— Job item A —
Answer these questions using the function documentation:
(i) What default value does the signature give for binSize?
(ii) What name must the first argument of loadFlowFrameFUN have?
(iii) What does setting verbose to TRUE do?
— Job item B —
In the function documentation, shorten the paragraph beginning "the function used to translate a flowFrame index" while keeping its main facts.
— Job item C —
Write out the part of the function documentation between "if TRUE, output" and "(no task parallelization)", inclusive.

— Source text —

Computation of all EMD between pairs of flowFrames belonging to a flowSet. This method provides two different input modes:

  • the user provides directly a flowSet loaded in memory (RAM).

  • the user provides (1.) a number of samples nSamples; (2.) an ad-hoc function that takes as input an index between 1 and nSamples, and codes the method to load the corresponding flowFrame in memory; Optional row and column ranges can be provided to limit the calculation to a specific rectangle of the matrix. These i.e. can be specified as a way to split heavy calculations of large distance matrices on several computation nodes.

pairwiseEMDDist(
  x,
  rowRange = c(1, nSamples),
  colRange = c(min(rowRange), nSamples),
  loadFlowFrameFUN = NULL,
  loadFlowFrameFUNArgs = NULL,
  channels = NULL,
  verbose = FALSE,
  BPPARAM = BiocParallel::SerialParam(),
  BPOPTIONS = BiocParallel::bpoptions(packages = c("flowCore")),
  binSize = 0.05,
  minRange = -10,
  maxRange = 10
)

Arguments

x

either a flowCore::flowSet, or the number of samples (integer >=1)

rowRange

the range of rows of the distance matrix to be calculated

colRange

the range of columns of the distance matrix to be calculated

loadFlowFrameFUN

the function used to translate a flowFrame index into a flowFrame. In other words, the function should code how to load a specific flowFrame into memory. Important: the flow Frame index should be the first function argument and should be named ffIndex.

loadFlowFrameFUNArgs

(optional) a named list containing additional input parameters of loadFlowFrameFUN()

channels

which channels (integer index(ices) or character(s)):

  • if it is a character vector, it can refer to either the channel names, or the marker names

  • if it is a numeric vector, it refers to the indexes of channels in fs

  • if NULL all scatter and fluorescent channels of fs #' will be selected

verbose

if TRUE, output a message after each single distance calculation

BPPARAM

sets the BPPARAM back-end to be used for the computation. If not provided, will use BiocParallel::SerialParam() (no task parallelization)

(Stored data entries)

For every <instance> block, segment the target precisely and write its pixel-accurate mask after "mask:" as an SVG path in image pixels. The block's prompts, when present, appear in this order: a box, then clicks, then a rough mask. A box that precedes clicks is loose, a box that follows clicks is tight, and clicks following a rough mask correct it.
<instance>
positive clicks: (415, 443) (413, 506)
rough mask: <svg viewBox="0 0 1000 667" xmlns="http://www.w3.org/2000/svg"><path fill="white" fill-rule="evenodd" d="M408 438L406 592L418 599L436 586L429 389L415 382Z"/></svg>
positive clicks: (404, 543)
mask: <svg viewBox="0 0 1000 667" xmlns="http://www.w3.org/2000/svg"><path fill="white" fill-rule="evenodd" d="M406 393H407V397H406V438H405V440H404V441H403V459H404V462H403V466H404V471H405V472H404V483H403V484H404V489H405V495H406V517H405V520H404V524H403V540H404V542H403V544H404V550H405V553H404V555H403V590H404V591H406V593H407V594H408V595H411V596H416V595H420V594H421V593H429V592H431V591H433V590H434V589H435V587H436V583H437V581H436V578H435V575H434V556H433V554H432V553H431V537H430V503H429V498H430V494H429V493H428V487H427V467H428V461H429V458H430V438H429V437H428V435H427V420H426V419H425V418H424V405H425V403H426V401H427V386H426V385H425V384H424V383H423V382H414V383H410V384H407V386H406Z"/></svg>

— Task solution A —
(i) 0.05
(ii) ffIndex
(iii) It outputs a message after each single distance calculation.

— Task solution B —
It turns a flowFrame index into a flowFrame by coding how a specific flowFrame is loaded into memory. The index must be the first argument and must be named ffIndex.

— Task solution C —
if TRUE, output a message after each single distance calculation

BPPARAM

sets the BPPARAM back-end to be used for the computation. If not provided, will use BiocParallel::SerialParam() (no task parallelization)